▶ [What the exercise asks] Put all of the items below into a numbered list, skipping any blank lines and leaving the pictures out.

[Point labeling items]

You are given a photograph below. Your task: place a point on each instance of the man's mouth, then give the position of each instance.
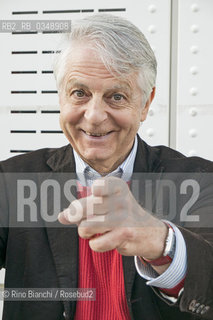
(96, 134)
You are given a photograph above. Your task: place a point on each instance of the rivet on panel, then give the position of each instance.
(153, 49)
(192, 153)
(192, 133)
(152, 8)
(194, 70)
(151, 113)
(194, 7)
(152, 29)
(193, 112)
(193, 91)
(150, 132)
(194, 49)
(194, 28)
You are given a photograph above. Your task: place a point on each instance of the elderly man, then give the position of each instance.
(141, 266)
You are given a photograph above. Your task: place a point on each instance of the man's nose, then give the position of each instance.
(96, 111)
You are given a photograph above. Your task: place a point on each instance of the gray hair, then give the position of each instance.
(121, 46)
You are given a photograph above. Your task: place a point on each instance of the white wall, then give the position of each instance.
(180, 34)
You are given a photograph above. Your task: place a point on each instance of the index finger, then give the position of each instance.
(108, 186)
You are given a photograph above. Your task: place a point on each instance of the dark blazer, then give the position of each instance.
(48, 257)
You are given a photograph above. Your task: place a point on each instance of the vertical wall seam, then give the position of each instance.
(173, 74)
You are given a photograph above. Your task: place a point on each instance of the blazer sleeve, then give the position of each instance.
(197, 295)
(3, 219)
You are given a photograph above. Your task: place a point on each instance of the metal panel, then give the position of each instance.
(195, 101)
(29, 84)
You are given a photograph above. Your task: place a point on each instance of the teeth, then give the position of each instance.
(95, 134)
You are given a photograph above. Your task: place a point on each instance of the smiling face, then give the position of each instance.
(100, 114)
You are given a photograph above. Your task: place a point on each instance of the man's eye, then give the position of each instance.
(118, 96)
(78, 93)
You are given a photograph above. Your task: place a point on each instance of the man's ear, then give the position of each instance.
(147, 105)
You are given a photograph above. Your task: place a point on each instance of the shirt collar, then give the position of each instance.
(86, 175)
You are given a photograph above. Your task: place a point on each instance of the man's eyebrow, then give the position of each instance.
(75, 83)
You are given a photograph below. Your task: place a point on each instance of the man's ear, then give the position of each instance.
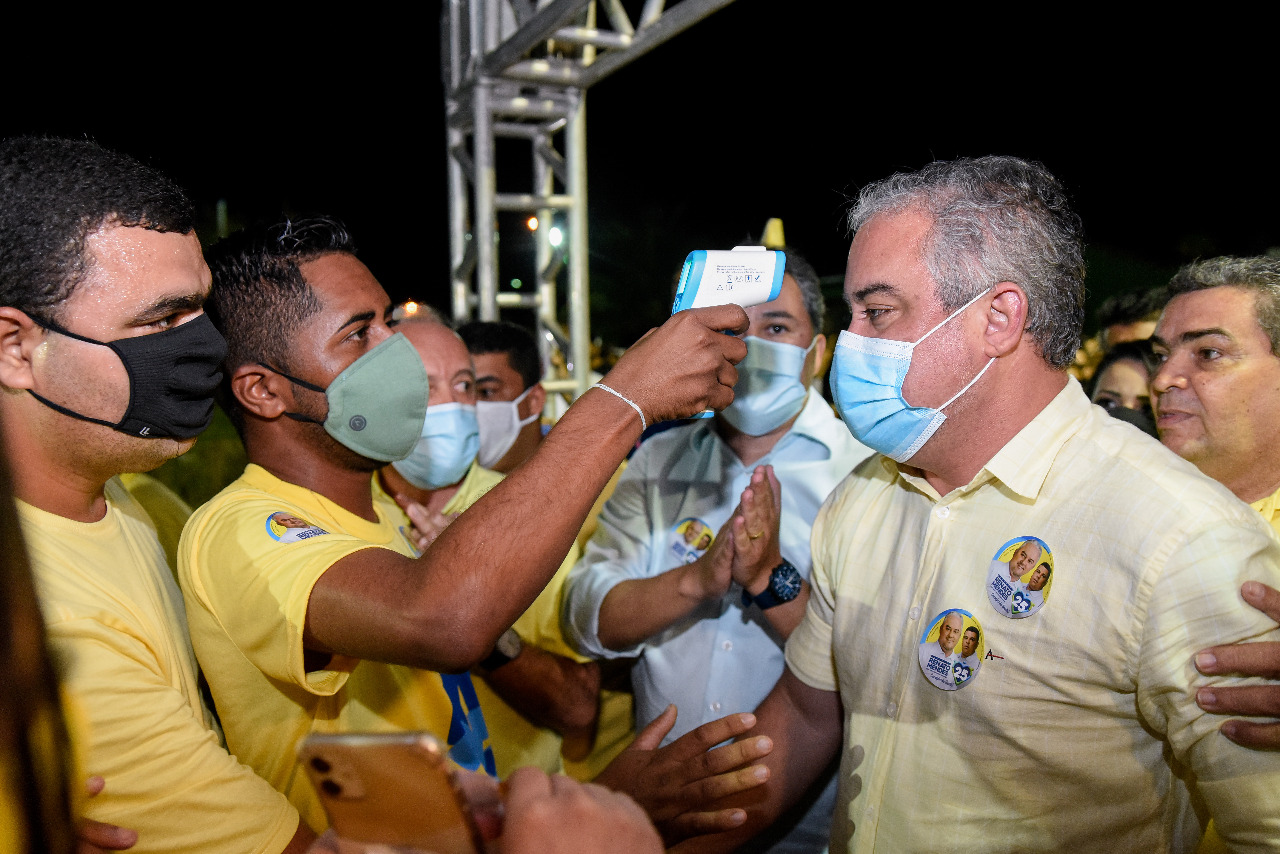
(261, 392)
(1006, 320)
(19, 337)
(818, 356)
(535, 401)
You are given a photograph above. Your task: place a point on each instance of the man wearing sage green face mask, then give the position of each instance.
(967, 287)
(531, 688)
(346, 626)
(707, 615)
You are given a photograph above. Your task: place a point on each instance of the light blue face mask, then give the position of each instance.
(768, 392)
(451, 438)
(867, 382)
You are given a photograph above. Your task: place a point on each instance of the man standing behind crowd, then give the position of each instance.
(338, 630)
(109, 365)
(530, 690)
(965, 282)
(708, 613)
(1216, 392)
(510, 400)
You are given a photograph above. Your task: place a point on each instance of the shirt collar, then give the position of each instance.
(1025, 460)
(816, 421)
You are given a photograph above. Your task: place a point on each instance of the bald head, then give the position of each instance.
(448, 364)
(949, 633)
(1023, 560)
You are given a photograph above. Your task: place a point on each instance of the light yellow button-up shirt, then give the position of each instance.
(1079, 730)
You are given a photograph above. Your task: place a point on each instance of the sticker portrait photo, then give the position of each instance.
(284, 526)
(1020, 576)
(951, 649)
(690, 538)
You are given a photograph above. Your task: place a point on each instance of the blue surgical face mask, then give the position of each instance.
(447, 448)
(769, 391)
(867, 382)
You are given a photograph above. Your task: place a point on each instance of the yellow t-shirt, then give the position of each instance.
(1270, 510)
(617, 726)
(115, 626)
(247, 563)
(516, 741)
(167, 510)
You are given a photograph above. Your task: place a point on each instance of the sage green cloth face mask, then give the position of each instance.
(376, 405)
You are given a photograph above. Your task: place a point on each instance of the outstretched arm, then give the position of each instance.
(805, 726)
(1246, 660)
(446, 610)
(679, 784)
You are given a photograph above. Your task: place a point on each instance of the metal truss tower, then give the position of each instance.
(519, 69)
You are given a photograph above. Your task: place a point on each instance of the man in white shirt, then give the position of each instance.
(700, 560)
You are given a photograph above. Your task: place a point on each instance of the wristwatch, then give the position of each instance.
(506, 651)
(784, 587)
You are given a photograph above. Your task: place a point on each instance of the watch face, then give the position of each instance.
(785, 583)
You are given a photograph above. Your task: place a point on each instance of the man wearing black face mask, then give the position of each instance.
(350, 626)
(109, 366)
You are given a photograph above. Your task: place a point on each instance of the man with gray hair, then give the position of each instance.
(699, 562)
(1217, 379)
(1216, 392)
(965, 282)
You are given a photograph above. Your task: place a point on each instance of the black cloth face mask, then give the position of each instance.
(173, 375)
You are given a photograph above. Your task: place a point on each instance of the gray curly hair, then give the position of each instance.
(996, 219)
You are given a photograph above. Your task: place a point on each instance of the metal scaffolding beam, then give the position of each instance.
(519, 69)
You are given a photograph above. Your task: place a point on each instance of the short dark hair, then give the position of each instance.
(1129, 307)
(1137, 351)
(259, 297)
(996, 219)
(53, 195)
(810, 287)
(1260, 275)
(503, 337)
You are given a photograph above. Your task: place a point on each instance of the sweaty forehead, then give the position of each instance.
(439, 347)
(1220, 310)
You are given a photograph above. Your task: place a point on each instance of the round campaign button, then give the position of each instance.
(1020, 576)
(689, 539)
(951, 649)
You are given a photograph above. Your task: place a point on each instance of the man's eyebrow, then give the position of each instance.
(862, 293)
(165, 306)
(1193, 334)
(364, 316)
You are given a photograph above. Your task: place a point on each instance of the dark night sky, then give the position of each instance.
(766, 109)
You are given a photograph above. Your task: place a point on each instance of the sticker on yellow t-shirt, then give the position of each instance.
(690, 538)
(284, 526)
(951, 649)
(1020, 576)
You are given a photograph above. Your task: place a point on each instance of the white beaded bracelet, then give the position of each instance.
(644, 424)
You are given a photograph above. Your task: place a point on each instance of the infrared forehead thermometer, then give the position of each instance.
(745, 275)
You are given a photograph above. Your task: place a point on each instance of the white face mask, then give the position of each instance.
(769, 391)
(499, 427)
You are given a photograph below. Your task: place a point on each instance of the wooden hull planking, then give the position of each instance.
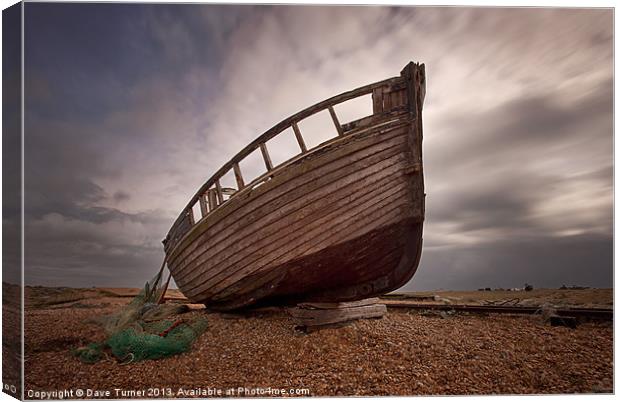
(339, 222)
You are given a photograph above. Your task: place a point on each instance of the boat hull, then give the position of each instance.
(341, 222)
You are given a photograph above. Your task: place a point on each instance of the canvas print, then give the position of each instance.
(224, 200)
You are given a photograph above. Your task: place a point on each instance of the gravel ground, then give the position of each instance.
(401, 354)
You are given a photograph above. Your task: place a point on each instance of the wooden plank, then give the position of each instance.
(220, 194)
(320, 317)
(300, 139)
(204, 210)
(290, 227)
(306, 243)
(284, 124)
(319, 176)
(208, 254)
(377, 100)
(281, 236)
(332, 112)
(266, 157)
(211, 253)
(238, 176)
(213, 204)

▶ [Finished answer]
1. You are given a photograph below. Your task: place a point on each instance of the man's mouth, then give the position of each instance.
2. (96, 134)
3. You are given a photograph above. Your task: place a point on each instance of the rivet on panel, then give the position of each instance.
4. (153, 49)
5. (192, 153)
6. (192, 133)
7. (152, 8)
8. (194, 70)
9. (151, 113)
10. (194, 7)
11. (152, 29)
12. (193, 112)
13. (193, 91)
14. (150, 132)
15. (194, 49)
16. (194, 28)
17. You are given a photograph above. Your task: place a point on each instance of the elderly man, then give the position of each instance.
18. (141, 266)
19. You are given a photograph above. Your task: place a point on each instance of the man's nose, then give the position of each instance.
20. (96, 111)
21. You are given a photograph above. Your task: place a point on each instance of the gray hair, then give the position of each instance.
22. (121, 46)
23. You are given a photograph above. Your task: place a point on each instance of the white wall, then give the position of each instance.
24. (180, 34)
25. You are given a photograph above. Your task: place a point on each instance of the index finger, then give the position of each instance.
26. (108, 186)
27. You are given a photograph above. Your task: place a point on each instance of the dark blazer, then give the position of each instance.
28. (48, 257)
29. You are given a photograph above. Your task: place a point on each instance of the vertical wall seam, then give the position of each instance.
30. (173, 74)
31. You are given a photograph above. Your task: place a point on each instance of the blazer sleeve, then give the position of each instance.
32. (197, 295)
33. (3, 219)
34. You are given a photograph above. Your task: place a point on each instance of the metal panel, then give the position of each instance.
35. (195, 101)
36. (29, 84)
37. You are given a photograph above. Your task: place a point on each instance of the teeth, then give the position of each instance.
38. (95, 134)
39. You are given a photograph above. Your task: place a point on each instance of the smiling face, then give the position of each instance.
40. (100, 114)
41. You are given a photograph above. Your task: place a point on each instance of the man's eye, then give the position of each instance.
42. (118, 96)
43. (78, 93)
44. You are given a photograph above. Your task: place a point on each instance of the man's ear, then give the position of each instance.
45. (147, 105)
46. You are given a photograph above. Your task: place a point on each instance of the shirt collar, then give the position of each instance.
47. (86, 175)
48. You are given a photograph above. Your task: place a point on each instance of the man's eyebrow, then give the position of each instance.
49. (75, 83)
50. You are given a photograph below. Your task: place a point on each instance of the man's ear, then give the position of each instance.
51. (261, 392)
52. (1006, 320)
53. (19, 337)
54. (818, 356)
55. (535, 401)
56. You are given a photograph above. Your task: place a point on each instance of the man wearing sage green face mask, then give the position of each instance.
57. (967, 287)
58. (531, 688)
59. (346, 626)
60. (707, 615)
61. You are given a photograph above. Your task: place a point on each instance of the light blue face mask, then give the position of each instance.
62. (768, 392)
63. (451, 438)
64. (867, 382)
65. You are given a photograph above. Your task: place a point on each instance of the man standing behind crowd, then give the position of each instance.
66. (338, 630)
67. (109, 365)
68. (530, 690)
69. (965, 282)
70. (708, 613)
71. (1216, 392)
72. (510, 400)
73. You are given a photograph above. Your task: place a point on each instance of the shirt collar, then give the position of each instance.
74. (1025, 460)
75. (816, 421)
76. You are given a photograph above. Your task: place a point on each instance of the bald head, then give the position of each instance.
77. (448, 364)
78. (949, 633)
79. (1023, 560)
80. You are given a photograph above. Your task: place a point on each instance of the light yellow button-up shirt, then give the position of each instance.
81. (1079, 730)
82. You are given a photograph above. Your task: place a point on each instance of the sticker portrait photo, then give the position of each instance.
83. (284, 526)
84. (1020, 576)
85. (951, 649)
86. (690, 538)
87. You are given a photograph above. Your task: place a point on each instance of the blue surgical face mask, then give the position of each instance.
88. (447, 448)
89. (769, 391)
90. (867, 382)
91. You are given a photograph above. Your task: place a point on each instance of the yellow t-shirt, then give the position of each instance.
92. (1270, 510)
93. (617, 726)
94. (115, 626)
95. (247, 563)
96. (516, 741)
97. (167, 510)
98. You are given a photograph above. Your task: place a point on each instance of the sage green cloth face mask, then give the position of each instance.
99. (376, 405)
100. You are given a photograph above. Your task: place a point on each instance of the outstretched arm, then give the position of each instance.
101. (805, 726)
102. (1246, 660)
103. (446, 610)
104. (679, 784)
105. You are given a photograph above. Your task: place a point on each instance of the metal truss tower, then give the position of each instance.
106. (519, 69)
107. You are given a photograph above. Your task: place a point on each instance of the man in white shirt, then give the position of each instance.
108. (700, 560)
109. You are given a photograph above. Your task: place a point on each instance of the wristwatch, then give the position of each instance.
110. (506, 651)
111. (784, 587)
112. You are given a photograph above. Your task: place a point on each instance of the watch face, then give the position of each instance.
113. (785, 583)
114. You are given a photograph above. Your task: place a point on each instance of the man wearing black face mask, then give the position of each instance.
115. (350, 626)
116. (109, 366)
117. You are given a photograph above. Your task: place a point on each instance of the man with gray hair, then give the position of each instance.
118. (699, 562)
119. (1217, 379)
120. (1216, 392)
121. (965, 282)
122. You are given a photograph above. Your task: place a point on each instance of the black cloth face mask, then give the position of each instance.
123. (173, 375)
124. You are given a photograph above. Your task: place a point on each instance of the gray curly hair, then give the position of each instance.
125. (996, 219)
126. You are given a photograph above. Your task: place a point on each instance of the metal scaffolding beam, then give the position of each instance.
127. (519, 69)
128. You are given a photograph above. Your task: place a point on each instance of the short dark hair, then give the position of each instance.
129. (1129, 307)
130. (1137, 351)
131. (259, 297)
132. (996, 219)
133. (53, 195)
134. (810, 287)
135. (1260, 275)
136. (503, 337)
137. You are given a photograph above. Your task: place a point on each instance of the sweaty forehead, then give the position of each instance.
138. (439, 347)
139. (1220, 310)
140. You are given a photograph above. Your task: place a point on each instance of the round campaign button, then give the position of each instance.
141. (1020, 576)
142. (689, 539)
143. (951, 649)
144. You are given a photograph above. Your task: place a point on each instance of the man's eyebrow, then give the position of each instance.
145. (862, 293)
146. (165, 306)
147. (1193, 334)
148. (364, 316)
149. You are given a photograph above. Your task: place a point on each instance of the dark night sky, then give the position of each instance.
150. (766, 109)
151. You are given a photograph above. Your task: place a point on each instance of the sticker on yellow t-shirt, then give the position of each instance.
152. (690, 538)
153. (284, 526)
154. (951, 649)
155. (1020, 576)
156. You are given a photograph above. Your task: place a point on each instance of the white beaded bracelet, then give the position of each instance.
157. (644, 424)
158. You are given a photograph above. Your task: place a point on each instance of the infrared forehead thermometer, then give the position of each instance.
159. (745, 275)
160. You are given a photograph above. Your task: place a point on each instance of the white face mask, then give the position of each instance.
161. (769, 391)
162. (499, 427)
163. You are given a photograph below. Your task: place a point on each instance of the wooden hull planking, then give the position of each instance.
164. (339, 222)
165. You are given a photograph above. Your task: place a point on each instance of the boat hull, then give the position of each instance.
166. (341, 222)
167. You are given a photograph above. Your task: place a point on each instance of the canvas print, then give the position of each instance.
168. (224, 200)
169. You are given a photograph above. Your task: place a point on each instance of the gravel ground, then give the position of each instance.
170. (401, 354)
171. You are given a photograph above. Your task: place a point on each instance of the wooden plank, then give the position of each instance.
172. (220, 194)
173. (320, 317)
174. (300, 139)
175. (204, 210)
176. (290, 227)
177. (306, 243)
178. (284, 124)
179. (319, 176)
180. (208, 254)
181. (377, 100)
182. (281, 236)
183. (332, 112)
184. (266, 157)
185. (211, 253)
186. (238, 176)
187. (213, 204)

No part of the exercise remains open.